● What this task involves
The line containing "point: depot building, one" marks where to begin; quote it and every line after it through the end of the data, exactly as written.

● Exercise input

# # # #

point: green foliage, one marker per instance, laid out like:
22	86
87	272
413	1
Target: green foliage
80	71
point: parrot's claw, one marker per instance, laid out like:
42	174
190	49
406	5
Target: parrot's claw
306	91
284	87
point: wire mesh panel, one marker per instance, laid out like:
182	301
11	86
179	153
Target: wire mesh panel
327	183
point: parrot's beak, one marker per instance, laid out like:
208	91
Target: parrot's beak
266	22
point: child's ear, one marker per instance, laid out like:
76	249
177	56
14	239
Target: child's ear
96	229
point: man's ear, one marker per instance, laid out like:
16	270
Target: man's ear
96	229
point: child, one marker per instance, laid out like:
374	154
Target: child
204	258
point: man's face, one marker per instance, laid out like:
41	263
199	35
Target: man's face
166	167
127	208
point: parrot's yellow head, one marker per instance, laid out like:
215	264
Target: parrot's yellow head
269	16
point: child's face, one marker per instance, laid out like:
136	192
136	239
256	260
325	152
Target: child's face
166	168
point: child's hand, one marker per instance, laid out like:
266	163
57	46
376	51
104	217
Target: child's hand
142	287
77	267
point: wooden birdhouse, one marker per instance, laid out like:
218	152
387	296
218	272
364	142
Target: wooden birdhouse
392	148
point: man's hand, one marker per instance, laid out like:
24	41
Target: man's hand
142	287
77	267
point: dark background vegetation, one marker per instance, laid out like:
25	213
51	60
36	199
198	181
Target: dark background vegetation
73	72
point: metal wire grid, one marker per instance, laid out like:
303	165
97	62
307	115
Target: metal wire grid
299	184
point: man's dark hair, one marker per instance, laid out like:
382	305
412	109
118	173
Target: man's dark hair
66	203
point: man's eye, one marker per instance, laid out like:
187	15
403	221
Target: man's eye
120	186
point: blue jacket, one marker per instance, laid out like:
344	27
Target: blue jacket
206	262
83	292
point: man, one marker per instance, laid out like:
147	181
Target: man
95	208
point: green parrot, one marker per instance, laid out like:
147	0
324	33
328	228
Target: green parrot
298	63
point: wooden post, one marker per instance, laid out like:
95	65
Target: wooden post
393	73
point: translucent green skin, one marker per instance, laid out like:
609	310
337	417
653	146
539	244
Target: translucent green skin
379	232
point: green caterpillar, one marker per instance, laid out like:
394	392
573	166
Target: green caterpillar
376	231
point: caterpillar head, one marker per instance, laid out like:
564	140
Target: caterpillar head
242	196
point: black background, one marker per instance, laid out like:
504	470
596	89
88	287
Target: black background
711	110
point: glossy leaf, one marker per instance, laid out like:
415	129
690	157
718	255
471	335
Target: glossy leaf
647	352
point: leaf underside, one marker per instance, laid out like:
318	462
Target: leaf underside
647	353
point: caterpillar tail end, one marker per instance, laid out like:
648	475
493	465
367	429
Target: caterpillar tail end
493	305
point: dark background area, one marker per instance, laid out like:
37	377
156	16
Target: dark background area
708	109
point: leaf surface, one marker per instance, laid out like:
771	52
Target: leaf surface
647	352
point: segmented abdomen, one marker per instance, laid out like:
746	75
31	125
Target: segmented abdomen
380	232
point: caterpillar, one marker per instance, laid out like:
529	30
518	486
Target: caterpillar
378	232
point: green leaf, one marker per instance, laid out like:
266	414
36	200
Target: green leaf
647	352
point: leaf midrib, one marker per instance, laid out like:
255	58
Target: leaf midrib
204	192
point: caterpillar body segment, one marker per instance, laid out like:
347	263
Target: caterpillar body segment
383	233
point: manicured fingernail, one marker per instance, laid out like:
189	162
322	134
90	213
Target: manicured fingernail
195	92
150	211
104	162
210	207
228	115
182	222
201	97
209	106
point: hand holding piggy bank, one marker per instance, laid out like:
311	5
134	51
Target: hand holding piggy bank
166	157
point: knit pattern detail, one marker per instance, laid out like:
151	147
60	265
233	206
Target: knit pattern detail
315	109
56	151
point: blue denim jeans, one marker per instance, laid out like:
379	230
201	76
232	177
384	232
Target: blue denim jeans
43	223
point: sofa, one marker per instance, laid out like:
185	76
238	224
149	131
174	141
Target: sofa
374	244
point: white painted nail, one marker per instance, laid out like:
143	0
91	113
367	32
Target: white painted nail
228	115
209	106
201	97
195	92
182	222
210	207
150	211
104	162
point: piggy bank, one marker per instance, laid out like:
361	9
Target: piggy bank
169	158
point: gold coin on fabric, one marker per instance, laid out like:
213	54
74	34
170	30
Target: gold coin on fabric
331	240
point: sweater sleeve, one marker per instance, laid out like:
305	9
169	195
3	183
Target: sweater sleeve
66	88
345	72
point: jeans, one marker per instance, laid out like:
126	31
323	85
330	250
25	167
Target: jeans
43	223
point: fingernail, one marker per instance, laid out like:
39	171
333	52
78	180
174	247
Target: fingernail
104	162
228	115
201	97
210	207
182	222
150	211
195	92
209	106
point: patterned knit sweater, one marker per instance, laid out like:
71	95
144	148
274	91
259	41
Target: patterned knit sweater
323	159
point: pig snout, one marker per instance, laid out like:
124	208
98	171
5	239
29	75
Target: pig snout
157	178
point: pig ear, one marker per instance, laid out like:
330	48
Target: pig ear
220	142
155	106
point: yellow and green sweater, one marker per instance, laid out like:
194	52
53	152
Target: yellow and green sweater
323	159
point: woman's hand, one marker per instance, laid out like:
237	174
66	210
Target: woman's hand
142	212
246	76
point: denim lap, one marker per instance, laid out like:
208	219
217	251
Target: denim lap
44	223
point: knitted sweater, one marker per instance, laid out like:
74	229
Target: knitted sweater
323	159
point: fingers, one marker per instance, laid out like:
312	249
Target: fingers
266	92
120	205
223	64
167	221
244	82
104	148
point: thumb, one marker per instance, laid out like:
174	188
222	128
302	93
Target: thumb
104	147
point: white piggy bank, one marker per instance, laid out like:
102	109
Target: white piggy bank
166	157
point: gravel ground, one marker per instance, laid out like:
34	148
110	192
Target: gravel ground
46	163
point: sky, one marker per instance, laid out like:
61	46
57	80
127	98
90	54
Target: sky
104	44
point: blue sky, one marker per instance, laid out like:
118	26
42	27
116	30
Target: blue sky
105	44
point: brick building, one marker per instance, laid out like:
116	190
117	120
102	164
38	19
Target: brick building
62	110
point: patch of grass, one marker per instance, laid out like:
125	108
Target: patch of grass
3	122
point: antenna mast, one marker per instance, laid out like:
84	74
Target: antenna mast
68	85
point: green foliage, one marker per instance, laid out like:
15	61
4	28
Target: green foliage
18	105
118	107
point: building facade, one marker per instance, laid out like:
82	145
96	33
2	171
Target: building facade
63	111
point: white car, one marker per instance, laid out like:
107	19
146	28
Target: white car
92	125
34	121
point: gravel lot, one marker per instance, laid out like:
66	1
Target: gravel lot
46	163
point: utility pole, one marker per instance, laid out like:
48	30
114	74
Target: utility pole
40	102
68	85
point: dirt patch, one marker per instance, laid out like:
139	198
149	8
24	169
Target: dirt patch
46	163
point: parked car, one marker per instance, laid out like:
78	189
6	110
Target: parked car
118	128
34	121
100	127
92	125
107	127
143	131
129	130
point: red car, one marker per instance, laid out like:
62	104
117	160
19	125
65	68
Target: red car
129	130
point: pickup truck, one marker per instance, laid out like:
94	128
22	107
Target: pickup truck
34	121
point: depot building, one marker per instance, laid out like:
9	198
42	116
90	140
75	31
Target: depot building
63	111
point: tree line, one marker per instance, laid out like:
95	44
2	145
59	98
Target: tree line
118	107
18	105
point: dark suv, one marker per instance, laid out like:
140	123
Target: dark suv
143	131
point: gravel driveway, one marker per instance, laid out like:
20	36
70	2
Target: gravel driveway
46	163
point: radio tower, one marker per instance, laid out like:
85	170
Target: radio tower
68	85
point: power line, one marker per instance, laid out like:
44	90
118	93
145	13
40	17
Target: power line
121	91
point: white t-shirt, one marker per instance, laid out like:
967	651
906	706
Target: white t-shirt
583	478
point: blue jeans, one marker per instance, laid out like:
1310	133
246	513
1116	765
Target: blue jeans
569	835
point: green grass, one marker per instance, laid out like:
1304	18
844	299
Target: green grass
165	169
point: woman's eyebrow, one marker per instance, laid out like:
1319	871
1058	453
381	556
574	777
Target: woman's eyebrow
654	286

# # # #

● Answer in full
point: depot building, one marker per instance, laid out like:
9	198
42	116
90	140
75	31
Target: depot building
63	111
point: tree line, one marker per instance, laid out like:
95	44
2	145
59	98
Target: tree line
118	107
18	105
point: dark suv, one marker per instance, laid out like:
140	123
Target: dark suv
143	131
point: gravel driveway, one marker per instance, laid out like:
20	36
70	2
Target: gravel driveway
46	163
point: radio tower, one marker per instance, laid out like:
85	170
Target: radio tower
68	85
point: power line, one marker per instance, laid out like:
44	90
118	93
145	13
40	17
Target: power line
121	91
point: white t-shirt, one marker per instance, laid out like:
967	651
906	706
Target: white t-shirt
583	478
point: blue jeans, one marker per instance, laid out like:
1310	133
246	513
1116	765
Target: blue jeans
569	835
point: green grass, one marker per instance, laid out like:
1304	18
844	299
Target: green grass
165	169
point: woman's eyebrow, one marker per instance, laid out like:
1319	871
1058	453
381	556
574	777
Target: woman's eyebrow
654	286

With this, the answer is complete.